▸ Given passage
▶
The Post

Polite maybe, but are iwi checkpoint­s legal?

- Karl du Fresne

Pssst. Don’t mention the checkpoint­s. That seems to have been the rule followed by politician­s and much of the media in the four weeks since Hone Harawira and his supporters took the law into their own hands and began stopping travellers in the Far North.

The official response has been to either ignore the checkpoint­s or pretend they are a non-issue. On the few occasions when interviewe­rs have asked hard questions about them, Government politician­s and police have danced around the question of whether they’re legal.

If they were confident of their legality, they would surely say so. That leads us to conclude they are not. They are a calculated challenge to the rule of law.

Even Opposition MPs seem strangely hesitant about raising the subject. Either National is frightened of being labelled as racist, or it doesn’t want to risk being seen as less than 100 per cent committed to the fight against Covid-19.

In the mainstream media, the issue has been treated as a minor diversion. NewstalkZB’s Mike Hosking tried unsuccessf­ully to pin down the prime minister on the issue this week, but otherwise there has been little critical examinatio­n of the checkpoint­s’ legality and still less of what they might lead to, which is potentiall­y an even more problemati­c issue.

Meanwhile, the checkpoint­s have spread like . . . well, like a virus. From the Far North and the East Coast, they have spread to Maketu in Bay of Plenty, to Murupara on the fringe of the Urewera, and now to Taranaki. Iwi elsewhere have asserted control over lakes and rivers by means of ra¯ hui, or bans – again, of dubious legal status.

Along the way, there has been a significan­t shift in the justificat­ion for the highway checkpoint­s. At the start, their purported purpose was to protect vulnerable Ma¯ ori communitie­s in remote places – an objective most people could sympathise with, even though the checkpoint­s were set up with no mandate or legal authority other than a nod and a wink from the police.

But the original pretext began to look less convincing once checkpoint­s started materialis­ing in places where there were no isolated communitie­s to protect, and it looks even less so now that the Government has announced that the coronaviru­s is technicall­y eliminated, which means the worst risk has passed.

That being the case, you might expect the vigilantes to pack up and go home. But not only are the checkpoint­s still there, there are more of them. This suggests that the purpose is something other than the protection of Ma¯ ori communitie­s.

Iwi activists watched what was happening in the Far North and the East Coast, noted that no-one tried to stop it, and decided to organise their own checkpoint­s. All of which was utterly predictabl­e.

Under the smokescree­n of the coronaviru­s crisis, the activists are boldly advancing a separatist agenda. Their objective is clear from statements that they are policing their ‘‘borders’’, which implies tribal sovereignt­y. And the longer they are allowed to get away with it, the messier it’s likely to be when the legally constitute­d authoritie­s who are supposed to govern this country intervene.
◀
▸ Records shown
▶
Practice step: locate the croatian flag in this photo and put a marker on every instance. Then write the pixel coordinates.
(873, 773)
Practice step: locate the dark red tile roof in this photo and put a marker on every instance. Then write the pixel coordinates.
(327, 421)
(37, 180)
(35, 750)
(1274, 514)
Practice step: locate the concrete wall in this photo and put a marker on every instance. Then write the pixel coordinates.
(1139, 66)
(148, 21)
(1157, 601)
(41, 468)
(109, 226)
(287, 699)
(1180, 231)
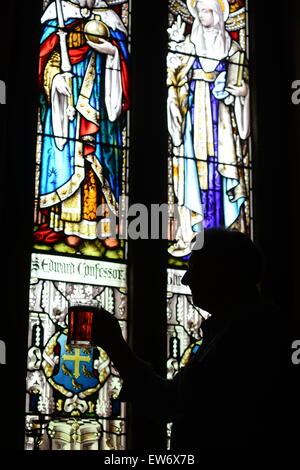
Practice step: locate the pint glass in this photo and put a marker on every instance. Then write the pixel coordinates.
(81, 316)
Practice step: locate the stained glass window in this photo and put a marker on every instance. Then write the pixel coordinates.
(209, 170)
(81, 178)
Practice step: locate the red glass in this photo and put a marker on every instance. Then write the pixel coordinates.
(81, 320)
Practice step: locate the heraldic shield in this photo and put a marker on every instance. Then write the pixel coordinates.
(75, 370)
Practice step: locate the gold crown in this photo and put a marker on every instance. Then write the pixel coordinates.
(223, 4)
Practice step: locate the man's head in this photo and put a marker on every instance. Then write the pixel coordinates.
(228, 265)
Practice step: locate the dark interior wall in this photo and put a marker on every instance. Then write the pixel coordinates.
(276, 123)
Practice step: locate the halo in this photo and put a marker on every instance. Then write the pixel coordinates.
(223, 4)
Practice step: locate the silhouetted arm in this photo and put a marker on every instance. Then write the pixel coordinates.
(152, 394)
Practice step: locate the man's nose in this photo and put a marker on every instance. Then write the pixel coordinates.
(185, 279)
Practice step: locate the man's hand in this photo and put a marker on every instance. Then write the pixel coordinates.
(235, 90)
(108, 335)
(107, 331)
(104, 47)
(60, 84)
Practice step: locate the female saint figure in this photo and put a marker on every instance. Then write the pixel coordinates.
(208, 121)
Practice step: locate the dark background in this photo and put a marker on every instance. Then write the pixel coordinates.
(275, 64)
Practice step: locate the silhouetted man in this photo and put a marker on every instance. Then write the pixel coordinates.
(219, 400)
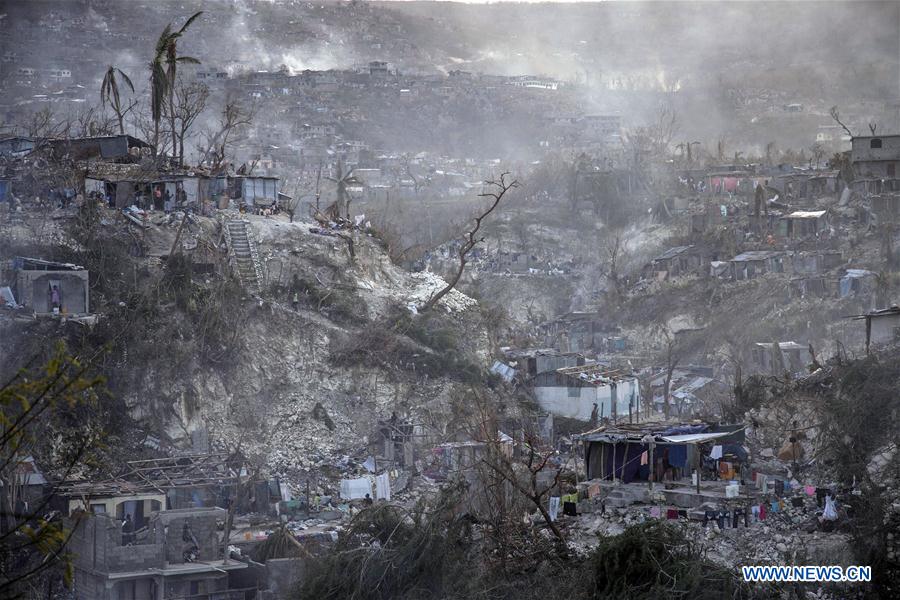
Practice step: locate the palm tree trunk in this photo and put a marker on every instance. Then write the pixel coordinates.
(172, 123)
◀
▸ Explore the material
1: Please reproduce the passage from the column above word for word. Begin at the words that have "But the original" and stop after "was utterly predictabl­e.".
2: List every place the column above names as a location of the checkpoints.
3: Answer these questions from the column above:
(a) How long ago did Hone Harawira and his supporters begin stopping travellers in the Far North?
(b) Who tried unsuccessfully to pin down the prime minister on the checkpoints this week?
(c) What has the Government announced about the coronavirus?

▸ Solution set
1:
But the original pretext began to look less convincing once checkpoint­s started materialis­ing in places where there were no isolated communitie­s to protect, and it looks even less so now that the Government has announced that the coronaviru­s is technicall­y eliminated, which means the worst risk has passed.

That being the case, you might expect the vigilantes to pack up and go home. But not only are the checkpoint­s still there, there are more of them. This suggests that the purpose is something other than the protection of Ma¯ ori communitie­s.

Iwi activists watched what was happening in the Far North and the East Coast, noted that no-one tried to stop it, and decided to organise their own checkpoint­s. All of which was utterly predictabl­e.

2:
Far North
East Coast
Maketu in Bay of Plenty
Murupara on the fringe of the Urewera
Taranaki

3:
(a) Four weeks ago.
(b) NewstalkZB's Mike Hosking.
(c) That the coronavirus is technically eliminated.